[Object point labels]
--- START ---

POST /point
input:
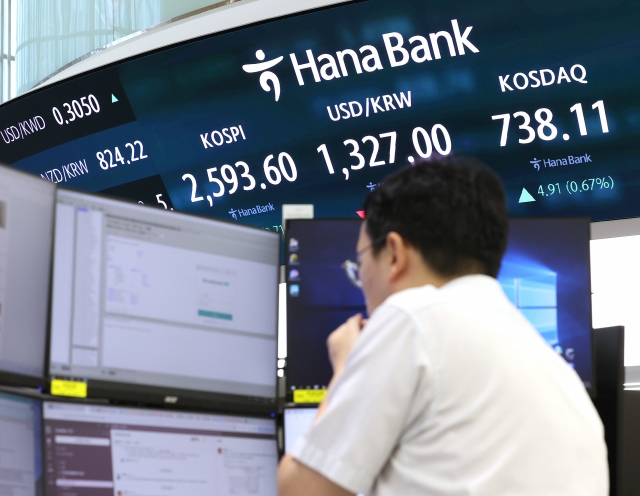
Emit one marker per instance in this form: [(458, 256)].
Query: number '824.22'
[(115, 157)]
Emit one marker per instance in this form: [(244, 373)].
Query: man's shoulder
[(460, 290), (412, 299)]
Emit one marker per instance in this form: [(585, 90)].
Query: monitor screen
[(545, 273), (21, 468), (320, 297), (319, 107), (151, 297), (26, 240), (297, 422), (99, 450)]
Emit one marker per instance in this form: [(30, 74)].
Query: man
[(447, 389)]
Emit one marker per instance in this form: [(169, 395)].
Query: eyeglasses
[(352, 269)]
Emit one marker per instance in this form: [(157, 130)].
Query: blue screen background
[(545, 273)]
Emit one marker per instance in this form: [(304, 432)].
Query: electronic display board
[(320, 107)]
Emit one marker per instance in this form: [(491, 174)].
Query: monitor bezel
[(18, 379), (150, 394)]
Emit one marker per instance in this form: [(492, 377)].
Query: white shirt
[(451, 391)]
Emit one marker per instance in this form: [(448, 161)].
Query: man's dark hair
[(452, 210)]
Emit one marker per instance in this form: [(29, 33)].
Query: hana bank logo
[(267, 76)]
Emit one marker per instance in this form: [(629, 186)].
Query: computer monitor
[(546, 274), (26, 240), (149, 301), (21, 467), (94, 449), (297, 421), (320, 297)]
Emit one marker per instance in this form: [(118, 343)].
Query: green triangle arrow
[(525, 196)]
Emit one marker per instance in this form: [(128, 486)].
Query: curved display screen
[(320, 107)]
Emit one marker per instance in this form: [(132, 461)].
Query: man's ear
[(397, 249)]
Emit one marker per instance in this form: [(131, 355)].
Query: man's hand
[(342, 340)]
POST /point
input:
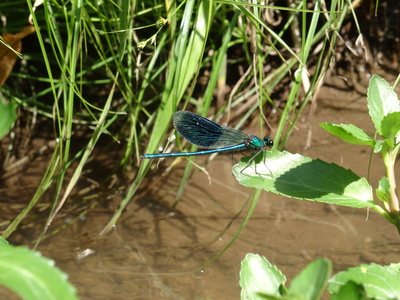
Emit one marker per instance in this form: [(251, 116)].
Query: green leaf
[(32, 276), (350, 291), (383, 191), (382, 100), (300, 177), (312, 280), (3, 242), (379, 281), (391, 126), (258, 277), (349, 133), (8, 115)]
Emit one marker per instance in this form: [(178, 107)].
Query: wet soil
[(156, 252)]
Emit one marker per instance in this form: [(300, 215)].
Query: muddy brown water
[(154, 254)]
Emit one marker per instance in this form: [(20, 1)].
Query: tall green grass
[(148, 57)]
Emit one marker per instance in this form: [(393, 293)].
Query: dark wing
[(205, 133)]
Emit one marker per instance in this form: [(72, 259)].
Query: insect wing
[(205, 133)]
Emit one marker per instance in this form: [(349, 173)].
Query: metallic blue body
[(205, 133)]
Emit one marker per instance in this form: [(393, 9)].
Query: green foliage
[(261, 280), (380, 282), (32, 276), (296, 176), (8, 115), (299, 177)]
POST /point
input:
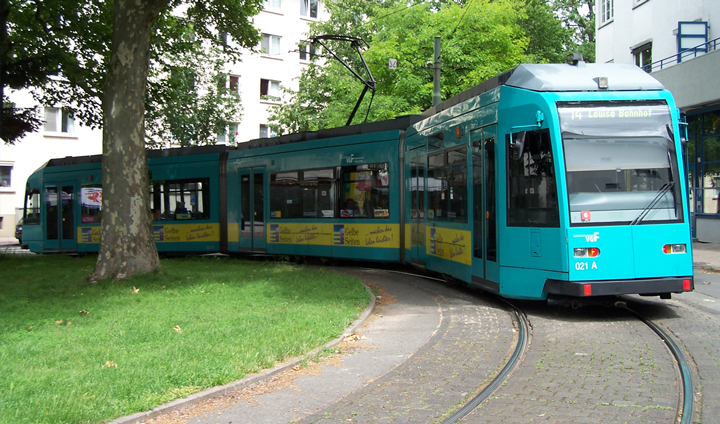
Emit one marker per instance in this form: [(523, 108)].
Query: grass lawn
[(74, 352)]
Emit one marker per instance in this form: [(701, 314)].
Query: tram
[(548, 181)]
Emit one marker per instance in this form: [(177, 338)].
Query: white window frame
[(267, 132), (272, 5), (234, 79), (606, 11), (270, 45), (309, 51), (272, 93), (59, 120), (232, 134), (306, 9), (6, 182)]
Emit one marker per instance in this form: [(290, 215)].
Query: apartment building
[(679, 43), (258, 77), (282, 56)]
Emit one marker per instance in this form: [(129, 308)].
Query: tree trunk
[(127, 246)]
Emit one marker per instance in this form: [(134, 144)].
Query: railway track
[(522, 325), (685, 398)]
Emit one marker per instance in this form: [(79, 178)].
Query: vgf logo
[(590, 238)]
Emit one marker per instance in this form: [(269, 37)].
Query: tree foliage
[(578, 16), (480, 39)]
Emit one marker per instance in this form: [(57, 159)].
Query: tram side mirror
[(518, 144)]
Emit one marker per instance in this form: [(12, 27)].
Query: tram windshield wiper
[(663, 190)]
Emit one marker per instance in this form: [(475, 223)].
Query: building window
[(270, 90), (309, 8), (270, 45), (606, 12), (274, 5), (231, 137), (59, 120), (5, 172), (308, 51), (643, 56), (267, 132)]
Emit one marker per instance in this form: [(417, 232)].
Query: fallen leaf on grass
[(351, 338)]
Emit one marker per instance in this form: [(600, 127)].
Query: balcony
[(683, 56)]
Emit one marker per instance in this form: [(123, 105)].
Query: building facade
[(258, 77), (282, 56), (679, 43)]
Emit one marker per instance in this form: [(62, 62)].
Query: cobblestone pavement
[(470, 343), (587, 366), (470, 348), (697, 330)]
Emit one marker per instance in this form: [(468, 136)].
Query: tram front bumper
[(645, 286)]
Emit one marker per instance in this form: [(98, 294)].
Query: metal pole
[(436, 72)]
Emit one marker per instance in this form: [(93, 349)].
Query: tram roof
[(547, 77)]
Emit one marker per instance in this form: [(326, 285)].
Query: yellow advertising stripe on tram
[(162, 233), (358, 235), (446, 243), (233, 232), (87, 235)]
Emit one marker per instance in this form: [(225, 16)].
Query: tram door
[(486, 271), (417, 205), (60, 216), (252, 211)]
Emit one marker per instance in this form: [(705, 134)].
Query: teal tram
[(548, 181)]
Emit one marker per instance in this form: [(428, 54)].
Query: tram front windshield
[(620, 163)]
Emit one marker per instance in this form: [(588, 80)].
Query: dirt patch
[(280, 381)]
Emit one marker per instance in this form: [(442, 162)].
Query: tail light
[(670, 249), (586, 252)]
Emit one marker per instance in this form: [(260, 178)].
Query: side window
[(365, 191), (447, 185), (532, 188), (285, 195), (180, 199), (32, 207), (318, 193), (91, 203), (436, 186)]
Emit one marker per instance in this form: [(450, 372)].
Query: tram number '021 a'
[(584, 266)]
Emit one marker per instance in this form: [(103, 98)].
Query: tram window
[(91, 204), (286, 195), (436, 186), (318, 193), (180, 199), (447, 185), (365, 191), (32, 207), (532, 188)]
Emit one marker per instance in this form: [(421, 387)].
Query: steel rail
[(523, 328), (685, 407)]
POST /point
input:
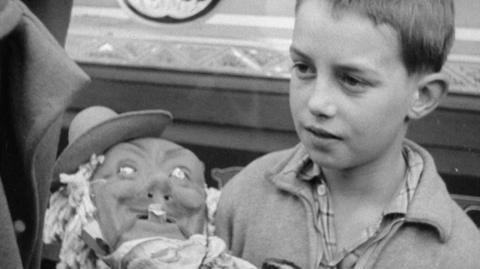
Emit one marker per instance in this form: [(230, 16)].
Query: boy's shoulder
[(255, 173)]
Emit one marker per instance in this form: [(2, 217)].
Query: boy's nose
[(321, 102)]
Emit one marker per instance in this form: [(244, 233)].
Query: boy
[(355, 193)]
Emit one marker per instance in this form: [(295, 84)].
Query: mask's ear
[(430, 91)]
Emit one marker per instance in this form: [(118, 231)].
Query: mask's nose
[(157, 189)]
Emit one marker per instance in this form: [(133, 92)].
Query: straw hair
[(95, 129)]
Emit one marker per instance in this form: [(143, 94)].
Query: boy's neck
[(375, 182)]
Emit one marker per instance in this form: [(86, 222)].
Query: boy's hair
[(425, 28)]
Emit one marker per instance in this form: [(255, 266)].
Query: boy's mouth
[(322, 133)]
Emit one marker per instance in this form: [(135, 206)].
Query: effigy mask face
[(149, 187)]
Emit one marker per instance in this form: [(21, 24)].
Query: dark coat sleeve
[(37, 82)]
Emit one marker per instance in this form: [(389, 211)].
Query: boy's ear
[(430, 91)]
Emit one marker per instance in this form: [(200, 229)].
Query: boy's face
[(349, 91), (144, 172)]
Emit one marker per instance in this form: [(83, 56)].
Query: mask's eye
[(126, 170), (179, 173)]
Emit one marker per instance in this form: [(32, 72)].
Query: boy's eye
[(303, 70), (126, 170), (352, 81), (179, 173)]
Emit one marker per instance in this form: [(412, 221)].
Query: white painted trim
[(278, 22)]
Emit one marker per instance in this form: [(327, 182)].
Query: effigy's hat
[(97, 128)]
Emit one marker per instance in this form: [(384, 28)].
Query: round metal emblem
[(168, 11)]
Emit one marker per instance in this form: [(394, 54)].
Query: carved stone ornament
[(167, 11)]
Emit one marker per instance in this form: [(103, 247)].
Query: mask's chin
[(164, 225)]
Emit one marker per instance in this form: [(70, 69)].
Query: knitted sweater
[(266, 212)]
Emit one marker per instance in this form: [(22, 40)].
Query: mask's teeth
[(156, 213)]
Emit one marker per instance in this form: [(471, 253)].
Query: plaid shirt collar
[(307, 170)]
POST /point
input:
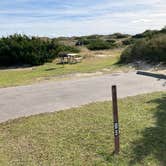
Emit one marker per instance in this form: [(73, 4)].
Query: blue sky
[(80, 17)]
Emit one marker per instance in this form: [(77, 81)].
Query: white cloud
[(102, 20)]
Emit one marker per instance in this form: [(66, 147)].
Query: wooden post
[(115, 119)]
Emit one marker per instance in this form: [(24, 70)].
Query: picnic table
[(69, 58)]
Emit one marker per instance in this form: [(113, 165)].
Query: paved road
[(54, 96)]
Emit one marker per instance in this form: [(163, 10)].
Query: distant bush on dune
[(21, 49), (151, 49), (101, 45)]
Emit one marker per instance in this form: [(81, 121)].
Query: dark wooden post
[(115, 119)]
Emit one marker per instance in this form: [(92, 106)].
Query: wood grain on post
[(115, 119)]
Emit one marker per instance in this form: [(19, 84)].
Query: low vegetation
[(21, 50), (147, 49), (84, 135), (92, 63)]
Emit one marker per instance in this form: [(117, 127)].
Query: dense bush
[(148, 49), (100, 45), (21, 49)]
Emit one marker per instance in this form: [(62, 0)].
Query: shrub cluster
[(21, 49), (148, 49)]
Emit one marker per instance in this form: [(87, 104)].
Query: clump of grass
[(84, 135)]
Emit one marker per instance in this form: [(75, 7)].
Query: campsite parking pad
[(52, 96)]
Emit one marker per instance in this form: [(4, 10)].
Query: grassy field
[(84, 135), (91, 63)]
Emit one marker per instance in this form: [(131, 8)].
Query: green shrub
[(100, 45), (21, 49), (147, 49)]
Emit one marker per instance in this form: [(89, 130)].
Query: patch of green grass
[(52, 70), (84, 135)]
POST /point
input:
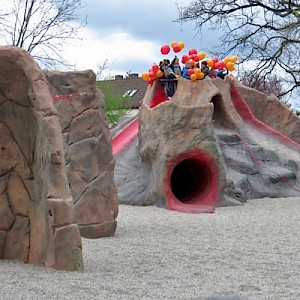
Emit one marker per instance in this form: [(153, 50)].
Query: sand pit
[(250, 252)]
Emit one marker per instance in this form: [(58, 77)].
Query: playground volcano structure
[(215, 143)]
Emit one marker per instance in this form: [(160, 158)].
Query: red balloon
[(155, 68), (193, 51), (190, 72), (195, 57), (165, 49), (176, 48), (184, 58)]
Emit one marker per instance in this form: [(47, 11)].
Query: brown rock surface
[(206, 148), (88, 152), (33, 181)]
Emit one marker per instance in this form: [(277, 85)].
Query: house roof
[(120, 85)]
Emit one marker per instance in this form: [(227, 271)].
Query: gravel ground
[(246, 252)]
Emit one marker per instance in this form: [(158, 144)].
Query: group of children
[(172, 70)]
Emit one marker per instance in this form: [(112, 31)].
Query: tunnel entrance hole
[(189, 179), (191, 183)]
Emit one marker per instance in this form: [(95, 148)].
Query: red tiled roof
[(120, 85)]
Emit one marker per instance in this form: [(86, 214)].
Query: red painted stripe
[(125, 136)]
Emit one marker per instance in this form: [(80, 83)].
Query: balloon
[(193, 77), (176, 48), (215, 59), (173, 43), (233, 59), (230, 66), (197, 71), (222, 64), (190, 72), (192, 51), (210, 63), (155, 68), (184, 59), (201, 55), (165, 49), (181, 45), (195, 57), (159, 73), (200, 76), (191, 62), (152, 75), (145, 76), (227, 59)]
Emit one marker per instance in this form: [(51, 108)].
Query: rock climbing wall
[(88, 151), (37, 222)]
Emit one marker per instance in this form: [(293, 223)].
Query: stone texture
[(88, 151), (253, 161), (32, 169)]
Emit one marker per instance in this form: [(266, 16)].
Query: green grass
[(114, 105)]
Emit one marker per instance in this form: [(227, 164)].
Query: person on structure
[(185, 74), (175, 66), (204, 68), (222, 73), (169, 77)]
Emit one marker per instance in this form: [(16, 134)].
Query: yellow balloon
[(210, 63), (200, 76), (191, 62), (234, 59), (227, 59), (181, 45), (193, 77), (145, 76), (173, 43), (201, 55), (197, 71)]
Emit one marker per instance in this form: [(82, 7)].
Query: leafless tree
[(42, 27), (264, 34)]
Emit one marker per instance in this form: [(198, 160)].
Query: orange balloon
[(159, 73), (193, 77), (191, 62), (201, 55), (230, 66), (197, 71), (234, 59), (200, 76), (181, 45), (227, 59), (145, 76), (210, 63), (173, 43)]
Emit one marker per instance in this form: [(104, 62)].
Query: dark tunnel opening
[(189, 179)]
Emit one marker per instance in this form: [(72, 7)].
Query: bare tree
[(264, 34), (42, 27)]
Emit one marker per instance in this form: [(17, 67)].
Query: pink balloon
[(184, 58), (193, 51), (165, 49), (155, 68), (176, 48)]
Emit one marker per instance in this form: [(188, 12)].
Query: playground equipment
[(206, 148)]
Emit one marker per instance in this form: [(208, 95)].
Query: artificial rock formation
[(88, 152), (207, 148), (37, 222)]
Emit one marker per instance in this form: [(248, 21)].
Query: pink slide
[(125, 136)]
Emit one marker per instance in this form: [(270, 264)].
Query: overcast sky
[(129, 34)]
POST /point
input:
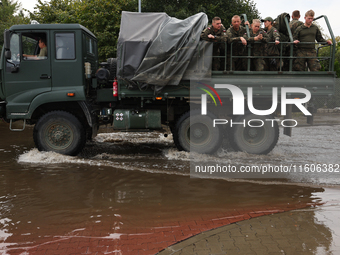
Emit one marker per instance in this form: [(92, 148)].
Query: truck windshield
[(15, 57)]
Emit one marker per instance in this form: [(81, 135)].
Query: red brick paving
[(140, 241)]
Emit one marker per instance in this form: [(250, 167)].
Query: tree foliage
[(224, 9), (9, 17)]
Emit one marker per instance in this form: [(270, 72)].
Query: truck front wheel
[(61, 132), (254, 134), (195, 132)]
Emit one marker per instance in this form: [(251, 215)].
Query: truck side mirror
[(7, 38)]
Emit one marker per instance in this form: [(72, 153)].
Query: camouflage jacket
[(258, 47), (220, 35), (273, 35), (235, 38), (294, 24), (305, 34)]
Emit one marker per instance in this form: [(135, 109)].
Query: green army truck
[(161, 79)]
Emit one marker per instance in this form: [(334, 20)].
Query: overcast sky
[(267, 8)]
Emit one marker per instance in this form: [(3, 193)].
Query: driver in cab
[(42, 53)]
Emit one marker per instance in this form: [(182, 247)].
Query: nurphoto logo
[(238, 104)]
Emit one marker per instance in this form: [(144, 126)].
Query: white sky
[(330, 8)]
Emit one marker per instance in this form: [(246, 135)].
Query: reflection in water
[(101, 194)]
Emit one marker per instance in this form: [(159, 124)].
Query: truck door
[(28, 72)]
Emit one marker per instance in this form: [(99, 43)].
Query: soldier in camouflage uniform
[(237, 42), (273, 64), (258, 38), (308, 32), (295, 22), (293, 25), (216, 33)]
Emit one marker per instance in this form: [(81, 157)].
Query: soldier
[(295, 22), (273, 64), (308, 32), (258, 38), (235, 36), (216, 33)]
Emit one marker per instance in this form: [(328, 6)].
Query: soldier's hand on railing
[(259, 37), (244, 41)]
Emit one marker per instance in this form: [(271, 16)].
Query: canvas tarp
[(156, 49)]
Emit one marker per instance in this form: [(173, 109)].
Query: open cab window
[(34, 46)]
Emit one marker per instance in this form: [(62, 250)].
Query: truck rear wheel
[(255, 137), (60, 132), (195, 132)]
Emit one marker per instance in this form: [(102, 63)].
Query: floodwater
[(125, 181)]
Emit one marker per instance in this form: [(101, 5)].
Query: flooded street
[(137, 183)]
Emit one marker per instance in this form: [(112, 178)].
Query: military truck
[(160, 80)]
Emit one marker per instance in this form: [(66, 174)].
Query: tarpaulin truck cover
[(156, 49)]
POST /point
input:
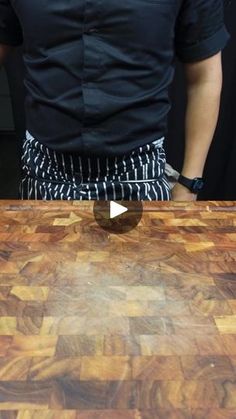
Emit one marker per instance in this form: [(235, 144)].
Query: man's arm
[(4, 51), (204, 85)]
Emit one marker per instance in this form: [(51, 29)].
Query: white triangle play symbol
[(116, 209)]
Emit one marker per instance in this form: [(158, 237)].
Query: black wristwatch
[(194, 185)]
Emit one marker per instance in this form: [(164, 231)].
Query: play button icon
[(118, 217), (116, 209)]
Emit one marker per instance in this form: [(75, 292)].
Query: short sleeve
[(200, 30), (10, 28)]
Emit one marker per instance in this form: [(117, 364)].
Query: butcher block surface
[(95, 325)]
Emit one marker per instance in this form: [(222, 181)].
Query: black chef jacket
[(98, 71)]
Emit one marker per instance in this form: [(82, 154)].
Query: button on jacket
[(98, 71)]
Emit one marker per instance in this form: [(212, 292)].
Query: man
[(97, 79)]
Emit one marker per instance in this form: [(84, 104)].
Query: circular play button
[(118, 216)]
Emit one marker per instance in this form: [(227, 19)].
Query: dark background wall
[(220, 167)]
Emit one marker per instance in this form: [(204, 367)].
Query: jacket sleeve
[(10, 28), (200, 30)]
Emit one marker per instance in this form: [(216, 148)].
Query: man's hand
[(180, 193)]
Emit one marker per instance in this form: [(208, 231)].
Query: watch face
[(198, 185)]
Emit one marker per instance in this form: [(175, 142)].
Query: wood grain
[(140, 325)]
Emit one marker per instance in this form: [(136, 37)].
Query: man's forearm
[(201, 118), (4, 51)]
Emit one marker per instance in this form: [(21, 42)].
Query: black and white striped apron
[(48, 174)]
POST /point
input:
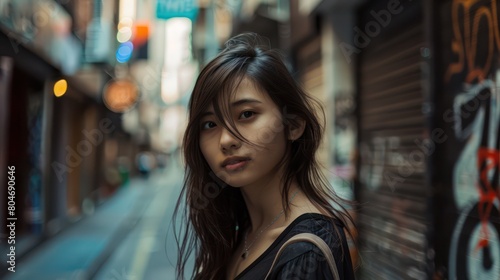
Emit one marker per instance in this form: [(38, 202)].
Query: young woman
[(252, 180)]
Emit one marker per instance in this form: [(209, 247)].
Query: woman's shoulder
[(331, 230), (306, 257)]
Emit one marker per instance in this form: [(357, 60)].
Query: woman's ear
[(296, 129)]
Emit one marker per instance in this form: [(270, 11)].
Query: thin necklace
[(245, 248)]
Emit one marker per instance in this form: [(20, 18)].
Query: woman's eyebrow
[(234, 104), (244, 101)]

--- END ---

* **What to produce**
Rewrite the records from the line containing "Emit one marker per instance in this form: [(72, 7)]." through the line containing "25), (216, 33)]", including their requests, but increase every coordinate in the answers by 105 and leave the coordinates in the format samples unchanged. Leave the pictures out of your answer.

* **Written reply**
Emit one marker per instance in this form: [(72, 7)].
Query: bare tree
[(369, 139), (147, 132)]
Emit one marker per instance in this form: [(17, 67)].
Query: pink balloon
[(289, 163), (298, 156), (270, 154), (260, 173), (281, 153)]
Emit one marker per instance in this form: [(188, 12)].
Query: playground equipment
[(311, 253)]
Emit one marker per instance in this form: [(208, 95)].
Query: artificial rock formation
[(193, 257), (312, 253), (142, 327)]
Emit one marker per instance in this form: [(248, 21)].
Query: pink slide
[(230, 241)]
Emit one marker per instance in this form: [(270, 264)].
Query: overcast sky
[(234, 139)]
POST /point
input:
Emit one marker per instance in this form: [(92, 148)].
Query: truck windshield
[(120, 162)]
Emit one marker per instance in this form: [(81, 135)].
Query: red brick paving
[(245, 346)]
Emit one marker per instance in this form: [(250, 167)].
Query: tree foliage
[(329, 114), (114, 122)]
Emit one marker per instance in this form: [(270, 72)].
Query: truck front wheel
[(166, 237), (359, 239), (300, 237)]
Emit one marker per instance in this form: [(251, 215)].
Query: truck side mirror
[(112, 143)]
Emit one marker per instance in this form: [(72, 153)].
Query: camouflage jacket
[(363, 152), (325, 140), (378, 140), (340, 143), (399, 129), (410, 139)]
Emit one marker per instance in this form: [(135, 109)].
Query: green army truck
[(266, 184)]
Emit one marker per instance in this form: [(334, 20)].
Query: overcast sky
[(372, 113)]
Emit one marker per instance in this form: [(3, 193)].
Query: driver in cab
[(147, 158)]
Emit one marker per instance in this form: [(182, 247)].
Query: nurphoto logo
[(343, 209)]
Emit one marker per instance in this form: [(144, 126)].
Query: white sky
[(435, 113)]
Emit one marker per instance in this form: [(246, 135)].
Query: reflection in water
[(206, 299)]
Emit one marker per instance in this form: [(159, 124)].
Query: truck door
[(133, 177)]
Emit one marker per instance in this form: [(99, 43)].
Query: soldier in camouflage uniform
[(342, 147), (378, 169), (363, 143), (413, 137), (400, 127), (398, 130), (321, 138)]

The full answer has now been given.